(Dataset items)
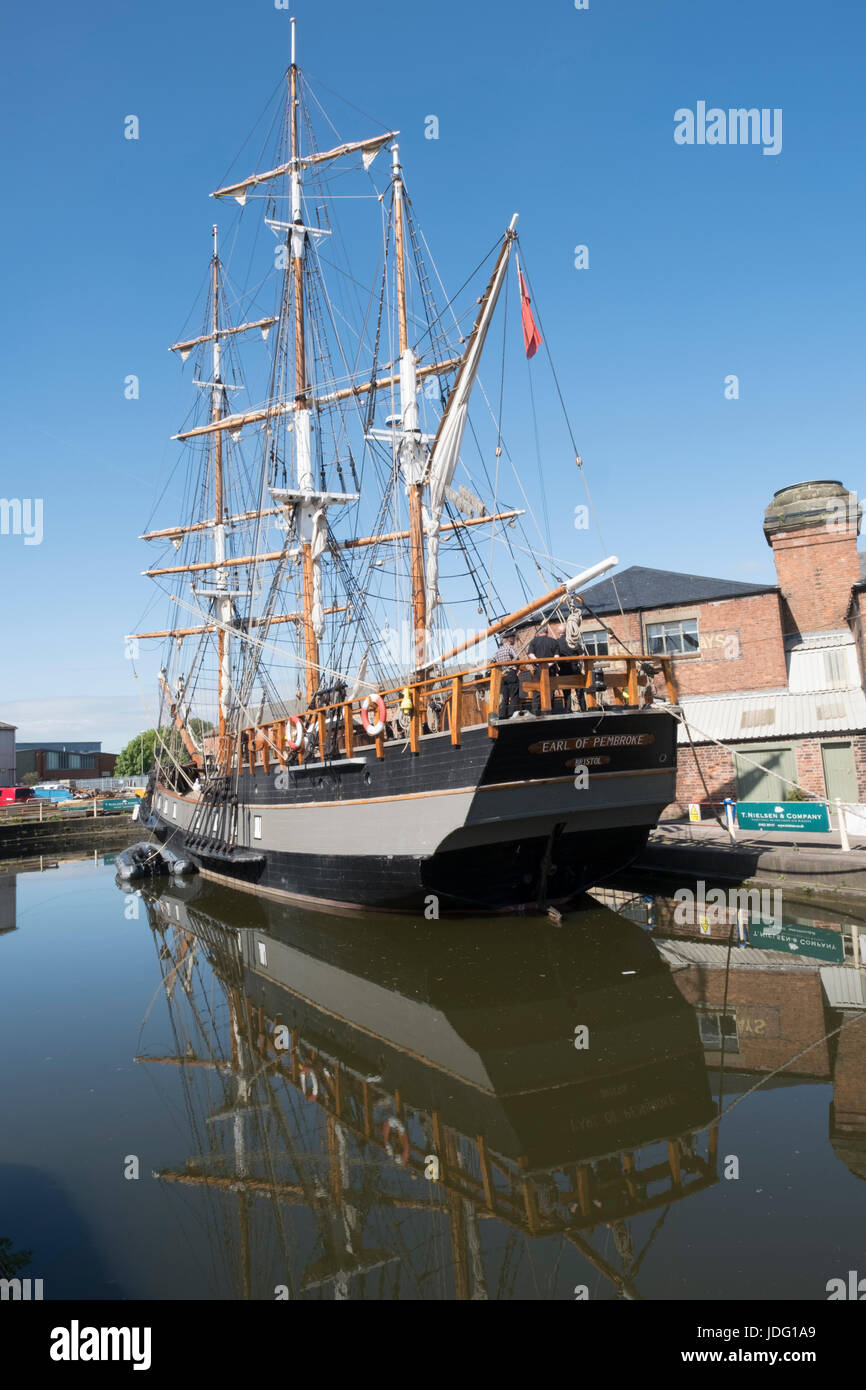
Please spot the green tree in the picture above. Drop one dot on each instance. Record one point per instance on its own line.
(139, 754)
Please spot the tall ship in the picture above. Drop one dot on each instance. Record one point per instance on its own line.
(353, 545)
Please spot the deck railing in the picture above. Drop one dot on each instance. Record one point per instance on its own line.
(444, 704)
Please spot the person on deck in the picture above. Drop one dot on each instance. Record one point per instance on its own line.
(545, 644)
(570, 666)
(509, 690)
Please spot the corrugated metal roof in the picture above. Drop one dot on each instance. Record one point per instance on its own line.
(844, 987)
(812, 641)
(716, 955)
(644, 588)
(762, 715)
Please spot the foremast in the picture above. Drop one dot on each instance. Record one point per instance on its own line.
(412, 452)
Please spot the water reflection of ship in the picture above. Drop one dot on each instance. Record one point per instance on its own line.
(338, 1070)
(773, 1018)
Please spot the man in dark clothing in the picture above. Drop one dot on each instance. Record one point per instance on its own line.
(572, 666)
(509, 691)
(545, 644)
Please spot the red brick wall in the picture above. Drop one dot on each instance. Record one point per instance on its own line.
(777, 1014)
(816, 569)
(741, 644)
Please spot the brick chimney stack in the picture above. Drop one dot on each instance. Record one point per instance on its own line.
(813, 531)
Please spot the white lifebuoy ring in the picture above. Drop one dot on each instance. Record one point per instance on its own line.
(293, 726)
(374, 730)
(394, 1123)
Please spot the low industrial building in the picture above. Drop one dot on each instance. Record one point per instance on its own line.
(7, 755)
(74, 762)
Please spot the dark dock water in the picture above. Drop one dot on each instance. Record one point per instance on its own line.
(211, 1097)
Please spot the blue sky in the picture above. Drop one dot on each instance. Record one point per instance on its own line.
(704, 262)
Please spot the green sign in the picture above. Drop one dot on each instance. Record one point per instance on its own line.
(783, 815)
(818, 943)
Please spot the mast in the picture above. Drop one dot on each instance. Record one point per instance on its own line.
(223, 602)
(303, 423)
(410, 452)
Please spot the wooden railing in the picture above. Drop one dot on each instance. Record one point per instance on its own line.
(458, 701)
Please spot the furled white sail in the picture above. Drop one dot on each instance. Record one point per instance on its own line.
(367, 149)
(449, 438)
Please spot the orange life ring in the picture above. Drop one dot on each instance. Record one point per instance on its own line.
(293, 724)
(394, 1123)
(374, 730)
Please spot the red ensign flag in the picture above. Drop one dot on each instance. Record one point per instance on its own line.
(531, 338)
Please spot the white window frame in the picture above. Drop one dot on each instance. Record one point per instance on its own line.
(665, 631)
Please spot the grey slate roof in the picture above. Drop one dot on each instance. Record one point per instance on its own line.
(642, 588)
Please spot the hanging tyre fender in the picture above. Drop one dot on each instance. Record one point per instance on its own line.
(295, 733)
(309, 1083)
(377, 727)
(394, 1125)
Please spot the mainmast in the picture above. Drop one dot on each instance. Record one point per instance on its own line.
(410, 452)
(223, 603)
(303, 421)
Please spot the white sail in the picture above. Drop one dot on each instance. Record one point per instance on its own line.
(449, 438)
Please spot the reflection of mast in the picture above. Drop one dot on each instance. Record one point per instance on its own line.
(341, 1116)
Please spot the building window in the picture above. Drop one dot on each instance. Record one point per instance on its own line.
(595, 642)
(716, 1026)
(677, 638)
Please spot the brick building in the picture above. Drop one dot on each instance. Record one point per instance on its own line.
(773, 672)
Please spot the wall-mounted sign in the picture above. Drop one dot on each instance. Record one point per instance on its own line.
(787, 815)
(818, 943)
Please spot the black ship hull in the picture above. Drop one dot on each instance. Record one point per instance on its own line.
(494, 824)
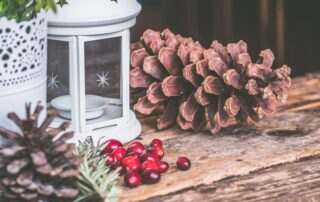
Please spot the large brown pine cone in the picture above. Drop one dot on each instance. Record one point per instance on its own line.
(211, 86)
(157, 71)
(229, 85)
(36, 165)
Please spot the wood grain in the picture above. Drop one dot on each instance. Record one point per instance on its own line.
(298, 181)
(284, 137)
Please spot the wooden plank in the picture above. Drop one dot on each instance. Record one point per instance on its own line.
(239, 150)
(297, 181)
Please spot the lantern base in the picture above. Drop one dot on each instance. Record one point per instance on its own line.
(125, 132)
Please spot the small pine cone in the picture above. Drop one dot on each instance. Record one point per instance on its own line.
(37, 165)
(156, 77)
(228, 84)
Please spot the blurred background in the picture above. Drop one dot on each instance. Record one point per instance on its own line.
(291, 28)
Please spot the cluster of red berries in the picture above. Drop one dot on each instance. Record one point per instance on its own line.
(139, 163)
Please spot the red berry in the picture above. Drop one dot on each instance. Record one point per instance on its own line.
(132, 179)
(118, 166)
(134, 144)
(131, 163)
(183, 163)
(150, 176)
(163, 166)
(150, 165)
(138, 149)
(150, 157)
(119, 153)
(157, 150)
(156, 143)
(133, 154)
(111, 145)
(111, 159)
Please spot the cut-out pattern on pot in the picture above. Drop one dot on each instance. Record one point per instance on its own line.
(22, 52)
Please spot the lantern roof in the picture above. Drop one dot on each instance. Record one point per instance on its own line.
(79, 13)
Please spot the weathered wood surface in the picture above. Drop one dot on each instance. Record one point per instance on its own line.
(298, 181)
(285, 137)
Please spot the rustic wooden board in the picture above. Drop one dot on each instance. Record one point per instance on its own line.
(298, 181)
(285, 137)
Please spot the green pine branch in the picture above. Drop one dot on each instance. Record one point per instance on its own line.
(96, 182)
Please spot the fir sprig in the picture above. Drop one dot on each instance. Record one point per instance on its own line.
(95, 182)
(24, 10)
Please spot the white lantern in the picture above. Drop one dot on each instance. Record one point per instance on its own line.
(88, 68)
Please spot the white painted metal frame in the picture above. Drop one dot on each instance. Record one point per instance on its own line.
(73, 82)
(124, 86)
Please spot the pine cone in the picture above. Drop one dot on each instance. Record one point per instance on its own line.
(37, 165)
(211, 86)
(228, 84)
(157, 77)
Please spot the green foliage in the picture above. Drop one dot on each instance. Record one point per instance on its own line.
(95, 182)
(24, 10)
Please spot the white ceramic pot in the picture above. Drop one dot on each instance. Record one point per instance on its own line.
(23, 64)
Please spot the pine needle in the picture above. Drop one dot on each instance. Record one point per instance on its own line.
(95, 182)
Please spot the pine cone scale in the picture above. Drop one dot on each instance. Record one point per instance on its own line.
(27, 173)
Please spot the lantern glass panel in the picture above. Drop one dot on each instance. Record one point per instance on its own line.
(103, 80)
(58, 69)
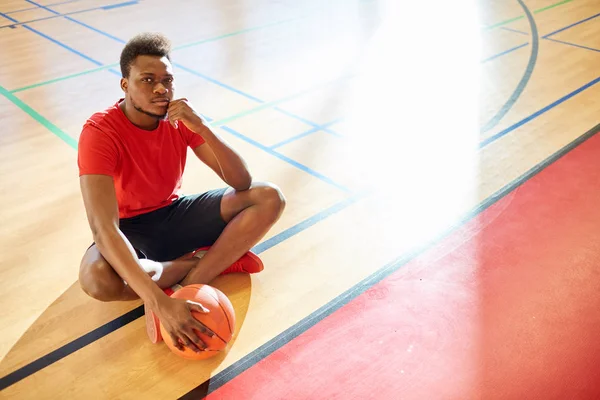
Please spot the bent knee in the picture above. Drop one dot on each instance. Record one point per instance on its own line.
(270, 195)
(100, 281)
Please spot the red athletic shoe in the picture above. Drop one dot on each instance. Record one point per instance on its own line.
(249, 263)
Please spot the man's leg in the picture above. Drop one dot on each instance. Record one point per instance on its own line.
(249, 216)
(100, 281)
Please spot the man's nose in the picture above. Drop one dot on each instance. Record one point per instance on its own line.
(160, 88)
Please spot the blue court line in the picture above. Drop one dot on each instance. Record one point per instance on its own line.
(47, 5)
(307, 122)
(119, 5)
(286, 159)
(76, 21)
(58, 15)
(109, 327)
(553, 40)
(514, 30)
(262, 352)
(572, 44)
(72, 50)
(503, 53)
(191, 71)
(307, 223)
(570, 26)
(526, 75)
(536, 114)
(303, 134)
(294, 138)
(256, 144)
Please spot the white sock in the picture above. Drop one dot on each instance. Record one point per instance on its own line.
(151, 266)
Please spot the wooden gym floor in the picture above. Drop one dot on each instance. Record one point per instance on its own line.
(384, 125)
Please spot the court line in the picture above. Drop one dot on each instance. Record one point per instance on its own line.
(536, 114)
(49, 5)
(271, 104)
(138, 312)
(570, 26)
(343, 204)
(184, 46)
(523, 122)
(572, 44)
(286, 159)
(302, 326)
(314, 125)
(189, 70)
(503, 53)
(552, 40)
(514, 30)
(526, 75)
(303, 134)
(180, 47)
(72, 50)
(69, 348)
(290, 161)
(508, 21)
(118, 5)
(58, 15)
(39, 118)
(69, 140)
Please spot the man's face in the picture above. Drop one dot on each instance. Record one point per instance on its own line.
(150, 86)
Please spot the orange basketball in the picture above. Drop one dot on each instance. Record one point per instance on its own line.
(220, 319)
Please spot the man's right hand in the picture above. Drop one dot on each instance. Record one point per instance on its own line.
(176, 317)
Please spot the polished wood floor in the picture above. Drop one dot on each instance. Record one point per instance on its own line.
(383, 125)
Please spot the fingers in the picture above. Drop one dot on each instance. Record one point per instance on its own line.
(195, 306)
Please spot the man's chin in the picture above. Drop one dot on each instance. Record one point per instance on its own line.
(160, 116)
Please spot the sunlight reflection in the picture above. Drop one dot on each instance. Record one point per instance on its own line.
(414, 115)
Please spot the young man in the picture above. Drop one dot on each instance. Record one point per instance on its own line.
(131, 160)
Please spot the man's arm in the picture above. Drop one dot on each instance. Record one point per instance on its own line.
(103, 216)
(215, 152)
(102, 211)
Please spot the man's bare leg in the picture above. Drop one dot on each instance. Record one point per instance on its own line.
(249, 215)
(100, 281)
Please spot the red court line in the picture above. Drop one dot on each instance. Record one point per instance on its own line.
(507, 307)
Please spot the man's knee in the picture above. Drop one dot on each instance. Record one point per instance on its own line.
(99, 281)
(271, 197)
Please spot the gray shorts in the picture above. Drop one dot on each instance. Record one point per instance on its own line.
(187, 224)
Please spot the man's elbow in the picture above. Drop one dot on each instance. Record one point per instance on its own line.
(242, 184)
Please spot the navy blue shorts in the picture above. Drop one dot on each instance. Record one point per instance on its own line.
(187, 224)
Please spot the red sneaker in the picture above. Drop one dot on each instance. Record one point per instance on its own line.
(249, 263)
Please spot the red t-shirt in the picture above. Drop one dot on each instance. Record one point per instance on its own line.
(147, 166)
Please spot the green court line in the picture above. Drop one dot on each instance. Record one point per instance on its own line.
(508, 21)
(278, 101)
(39, 118)
(183, 46)
(88, 71)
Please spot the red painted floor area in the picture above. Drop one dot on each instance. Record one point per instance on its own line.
(507, 307)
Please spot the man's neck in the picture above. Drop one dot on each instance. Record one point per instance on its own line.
(138, 118)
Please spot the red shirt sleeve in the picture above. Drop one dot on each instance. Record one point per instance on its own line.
(97, 152)
(193, 139)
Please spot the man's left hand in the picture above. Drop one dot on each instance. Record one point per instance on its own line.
(181, 110)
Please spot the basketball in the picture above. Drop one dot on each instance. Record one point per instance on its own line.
(220, 319)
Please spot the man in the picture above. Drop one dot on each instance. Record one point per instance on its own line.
(131, 160)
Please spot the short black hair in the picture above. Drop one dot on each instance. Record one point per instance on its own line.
(144, 44)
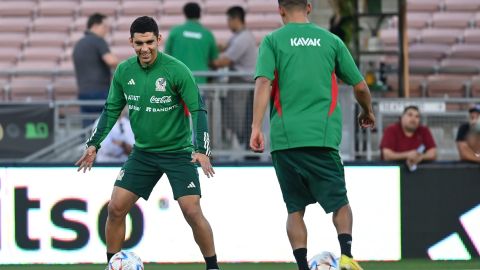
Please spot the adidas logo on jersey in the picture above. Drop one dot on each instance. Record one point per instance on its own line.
(305, 42)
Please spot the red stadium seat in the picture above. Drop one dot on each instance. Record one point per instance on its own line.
(452, 19)
(441, 36)
(52, 24)
(57, 8)
(446, 85)
(140, 8)
(462, 5)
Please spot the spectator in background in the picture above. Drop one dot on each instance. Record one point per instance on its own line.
(408, 140)
(93, 62)
(119, 142)
(239, 55)
(465, 148)
(192, 43)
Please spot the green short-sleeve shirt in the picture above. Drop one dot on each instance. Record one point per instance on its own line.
(303, 61)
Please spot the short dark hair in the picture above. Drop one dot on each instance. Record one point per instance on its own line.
(192, 10)
(95, 18)
(236, 12)
(144, 24)
(410, 107)
(288, 4)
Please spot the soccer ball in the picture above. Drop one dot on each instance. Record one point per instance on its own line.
(125, 260)
(323, 261)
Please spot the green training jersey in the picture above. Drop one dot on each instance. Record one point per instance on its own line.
(192, 44)
(303, 61)
(160, 98)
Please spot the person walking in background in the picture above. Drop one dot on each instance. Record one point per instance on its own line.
(93, 62)
(297, 71)
(408, 140)
(465, 149)
(239, 55)
(164, 106)
(192, 43)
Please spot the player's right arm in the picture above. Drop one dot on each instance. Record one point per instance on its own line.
(111, 111)
(264, 75)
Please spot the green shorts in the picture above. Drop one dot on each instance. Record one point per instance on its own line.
(308, 175)
(142, 170)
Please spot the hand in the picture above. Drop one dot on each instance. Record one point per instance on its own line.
(87, 159)
(257, 141)
(366, 119)
(204, 161)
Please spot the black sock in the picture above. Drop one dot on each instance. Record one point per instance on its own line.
(301, 258)
(211, 262)
(109, 256)
(345, 244)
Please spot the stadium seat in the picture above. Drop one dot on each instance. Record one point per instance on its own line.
(262, 6)
(17, 8)
(120, 38)
(108, 8)
(260, 21)
(64, 88)
(52, 24)
(472, 35)
(467, 51)
(175, 7)
(428, 51)
(460, 66)
(441, 36)
(221, 6)
(462, 5)
(215, 21)
(446, 86)
(57, 8)
(452, 19)
(8, 54)
(30, 89)
(42, 53)
(423, 5)
(140, 8)
(47, 39)
(17, 24)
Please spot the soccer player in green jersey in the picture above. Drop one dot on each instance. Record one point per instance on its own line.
(297, 71)
(162, 97)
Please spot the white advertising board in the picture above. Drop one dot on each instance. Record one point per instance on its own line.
(53, 215)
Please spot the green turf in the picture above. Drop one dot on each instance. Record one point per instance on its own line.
(403, 265)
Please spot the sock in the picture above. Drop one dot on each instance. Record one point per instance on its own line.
(211, 262)
(301, 258)
(109, 256)
(345, 244)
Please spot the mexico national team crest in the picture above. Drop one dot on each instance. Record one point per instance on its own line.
(160, 84)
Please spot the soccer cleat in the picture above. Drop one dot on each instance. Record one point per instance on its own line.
(347, 263)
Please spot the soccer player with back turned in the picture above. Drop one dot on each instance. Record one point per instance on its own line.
(297, 71)
(161, 95)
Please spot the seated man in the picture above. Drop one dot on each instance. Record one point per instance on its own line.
(408, 140)
(465, 149)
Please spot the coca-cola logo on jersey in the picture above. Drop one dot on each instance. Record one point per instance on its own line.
(161, 100)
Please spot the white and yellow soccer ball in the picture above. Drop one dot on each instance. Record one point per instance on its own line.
(323, 261)
(125, 260)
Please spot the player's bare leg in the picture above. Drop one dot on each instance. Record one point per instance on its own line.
(343, 221)
(120, 204)
(297, 234)
(202, 232)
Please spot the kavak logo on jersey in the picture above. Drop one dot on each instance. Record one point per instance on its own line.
(161, 100)
(305, 42)
(160, 84)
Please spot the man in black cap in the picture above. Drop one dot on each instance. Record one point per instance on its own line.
(465, 150)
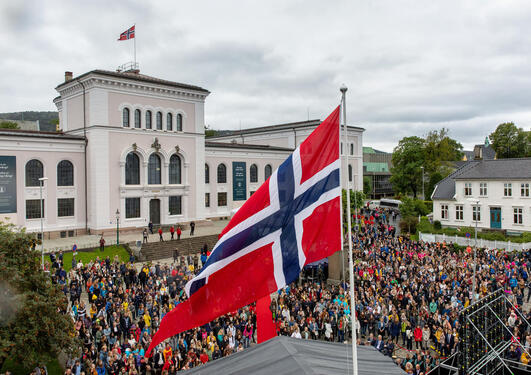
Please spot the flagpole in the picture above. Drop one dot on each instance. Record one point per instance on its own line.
(135, 43)
(343, 90)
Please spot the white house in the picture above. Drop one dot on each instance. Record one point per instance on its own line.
(496, 193)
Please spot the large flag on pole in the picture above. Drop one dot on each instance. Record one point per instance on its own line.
(293, 219)
(128, 34)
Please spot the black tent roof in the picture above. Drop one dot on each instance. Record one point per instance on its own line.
(285, 355)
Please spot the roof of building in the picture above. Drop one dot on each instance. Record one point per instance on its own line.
(38, 134)
(246, 146)
(286, 126)
(24, 124)
(496, 169)
(285, 355)
(137, 77)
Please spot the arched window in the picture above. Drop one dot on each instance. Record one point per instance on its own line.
(175, 169)
(159, 120)
(154, 170)
(267, 172)
(132, 169)
(222, 174)
(253, 173)
(137, 118)
(34, 171)
(65, 173)
(125, 117)
(148, 119)
(169, 122)
(179, 122)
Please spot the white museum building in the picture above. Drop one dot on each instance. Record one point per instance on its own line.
(133, 147)
(494, 193)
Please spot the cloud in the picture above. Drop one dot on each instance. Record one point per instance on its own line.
(410, 67)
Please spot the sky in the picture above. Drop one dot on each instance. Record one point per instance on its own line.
(410, 66)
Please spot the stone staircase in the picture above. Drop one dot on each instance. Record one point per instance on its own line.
(184, 246)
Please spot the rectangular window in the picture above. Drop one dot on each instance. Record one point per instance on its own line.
(459, 212)
(65, 207)
(476, 213)
(132, 208)
(483, 189)
(507, 190)
(33, 208)
(222, 199)
(518, 215)
(175, 204)
(444, 211)
(468, 189)
(524, 190)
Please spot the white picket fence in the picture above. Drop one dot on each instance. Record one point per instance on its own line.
(463, 241)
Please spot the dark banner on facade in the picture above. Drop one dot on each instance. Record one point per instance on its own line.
(239, 181)
(8, 184)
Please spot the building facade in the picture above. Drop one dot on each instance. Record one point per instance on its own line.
(132, 149)
(495, 193)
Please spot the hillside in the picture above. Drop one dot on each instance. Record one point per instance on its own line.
(47, 120)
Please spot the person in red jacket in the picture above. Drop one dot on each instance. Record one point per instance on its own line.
(417, 334)
(203, 357)
(172, 231)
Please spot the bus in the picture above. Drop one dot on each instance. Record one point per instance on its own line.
(390, 203)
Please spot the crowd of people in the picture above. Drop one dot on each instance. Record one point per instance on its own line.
(408, 296)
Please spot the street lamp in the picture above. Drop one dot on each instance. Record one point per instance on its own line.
(41, 184)
(423, 197)
(117, 226)
(475, 202)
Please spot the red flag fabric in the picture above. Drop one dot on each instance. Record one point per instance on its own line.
(293, 219)
(265, 325)
(128, 34)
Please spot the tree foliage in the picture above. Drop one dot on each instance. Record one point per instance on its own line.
(509, 141)
(8, 125)
(407, 159)
(435, 153)
(34, 328)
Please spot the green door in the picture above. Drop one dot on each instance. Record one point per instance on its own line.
(495, 217)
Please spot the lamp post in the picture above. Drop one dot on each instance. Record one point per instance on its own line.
(41, 184)
(475, 202)
(117, 226)
(422, 168)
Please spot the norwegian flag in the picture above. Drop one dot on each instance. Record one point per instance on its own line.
(127, 34)
(293, 219)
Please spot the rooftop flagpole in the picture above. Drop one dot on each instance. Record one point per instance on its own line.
(343, 90)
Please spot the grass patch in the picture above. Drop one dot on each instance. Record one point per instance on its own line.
(87, 256)
(53, 367)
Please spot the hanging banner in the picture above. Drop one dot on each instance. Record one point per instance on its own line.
(239, 181)
(8, 184)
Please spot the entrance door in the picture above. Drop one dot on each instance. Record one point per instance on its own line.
(495, 217)
(154, 211)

Stated goal
Return only the lines running from the line with "Please spot the rooftop" to the last line of the records, both included, exactly as written.

Task result
Please spot the rooftop flagpole in the picture above. Drop one dot on each instance. Record one point per instance on its own line.
(343, 90)
Please spot the grass patch in the picture above. Drop one dot on each instance. Record one point per instance on its own line.
(87, 256)
(53, 367)
Please spot the hanging banner in the picture above. Drop one dot on each instance. Record one point per instance on its own line.
(239, 181)
(8, 184)
Please spot the entrance door in the picture above. Drop one dot on each instance. Record one point per instance on its own line.
(495, 217)
(154, 211)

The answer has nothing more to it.